§ **Study questions**
1. Please say whether each statement agrees with the curli binding passage, answering yes or no and quoting the deciding words of that passage: (a) YMel bacteria bound 60 to 70% of the added labeled MHC-I. (b) The YMel-1 mutant strain bound some of the labeled MHC-I. (c) The curlin subunit has a mass of 15 kDa.
2. Pick up the curli binding passage after its last sentence and continue it.

§ **Given passage**
——————————
E. coli YMel grown in vitro at 26°C expresses
curli, a surface organelle composed of a 15-kDa curlin subunit. To
investigate whether curli-expressing bacteria interact with human MHC
molecules, purified MHC-I and MHC-II molecules were radiolabeled and
tested for binding to YMel bacteria. These bacteria bound 60 to 70% of the added 125I-labeled MHC-I but less than 10% of MHC-II
molecules (Fig. 1). We detected no
binding of 125I-labeled MHC-I or MHC-II molecules to the
isogenic mutant E. coli YMel-1 strain, which has an
inactivated curlin subunit gene and lacks curli on its surface
(23). When the same E. coli strains were
incubated with 125I-labeled 2m, the light
chain of MHC-I molecules, YMel bound 25 to 30% of the added protein
(Fig. 1) whereas the curli-deficient strain YMel-1 showed no binding.
——————————
§ **Source information**

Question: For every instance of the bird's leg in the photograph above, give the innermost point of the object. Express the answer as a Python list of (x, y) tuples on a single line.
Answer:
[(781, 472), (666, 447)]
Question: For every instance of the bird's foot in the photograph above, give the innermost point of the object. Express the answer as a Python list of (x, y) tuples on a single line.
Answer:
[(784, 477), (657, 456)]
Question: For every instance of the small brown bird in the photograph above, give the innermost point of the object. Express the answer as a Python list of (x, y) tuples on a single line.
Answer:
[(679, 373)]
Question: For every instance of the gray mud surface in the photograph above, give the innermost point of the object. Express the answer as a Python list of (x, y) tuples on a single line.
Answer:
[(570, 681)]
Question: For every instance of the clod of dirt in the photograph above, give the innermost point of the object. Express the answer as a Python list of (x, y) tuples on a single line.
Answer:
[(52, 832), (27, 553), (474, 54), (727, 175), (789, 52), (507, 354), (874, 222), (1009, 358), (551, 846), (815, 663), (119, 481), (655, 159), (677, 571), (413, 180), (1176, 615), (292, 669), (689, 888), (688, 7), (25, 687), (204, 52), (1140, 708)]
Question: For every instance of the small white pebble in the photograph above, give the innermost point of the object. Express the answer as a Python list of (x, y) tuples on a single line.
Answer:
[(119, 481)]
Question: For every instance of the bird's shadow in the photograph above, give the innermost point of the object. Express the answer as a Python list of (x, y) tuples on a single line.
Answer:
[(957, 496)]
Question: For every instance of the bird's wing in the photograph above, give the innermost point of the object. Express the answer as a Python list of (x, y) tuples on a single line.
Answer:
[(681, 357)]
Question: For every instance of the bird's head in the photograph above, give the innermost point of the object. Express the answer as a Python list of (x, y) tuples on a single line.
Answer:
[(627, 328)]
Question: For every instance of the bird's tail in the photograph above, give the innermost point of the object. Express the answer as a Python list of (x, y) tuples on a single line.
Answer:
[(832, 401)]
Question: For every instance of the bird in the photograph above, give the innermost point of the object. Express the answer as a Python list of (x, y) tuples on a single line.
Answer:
——————————
§ **Response list**
1.
(a) Yes: "These bacteria bound 60 to 70% of the added 125I-labeled MHC-I"
(b) No: "We detected no binding of 125I-labeled MHC-I or MHC-II molecules to the isogenic mutant E. coli YMel-1 strain"
(c) Yes: "composed of a 15-kDa curlin subunit"

2.
The results demonstrate that curliated bacteria interact with intact
MHC-I molecules and to a lesser extent also with the isolated light
chain, 2m. In these experiments, the same results were
obtained when the binding assays were performed at room temperature
(Fig. 1) and at 37°C (data not shown). However, as mentioned above,
curli expression in vitro is regulated by temperature, and curli are
not expressed when YMel is grown at 37°C (2, 24). When
grown at 37°C, YMel showed no binding of MHC-I molecules or
2m (data not shown), emphasizing that curli are
responsible for the interaction between E. coli and MHC-I
molecules. A collection of 19 E. coli isolates belonging to
different clinical types previously tested for curli expression (3) was also analyzed in binding experiments with
radiolabeled MHC-I molecules. The 7 curliated isolates all showed
affinity for MHC-I, whereas none of the 12 nonexpressing isolates bound the added radiolabeled protein above background level (data not shown).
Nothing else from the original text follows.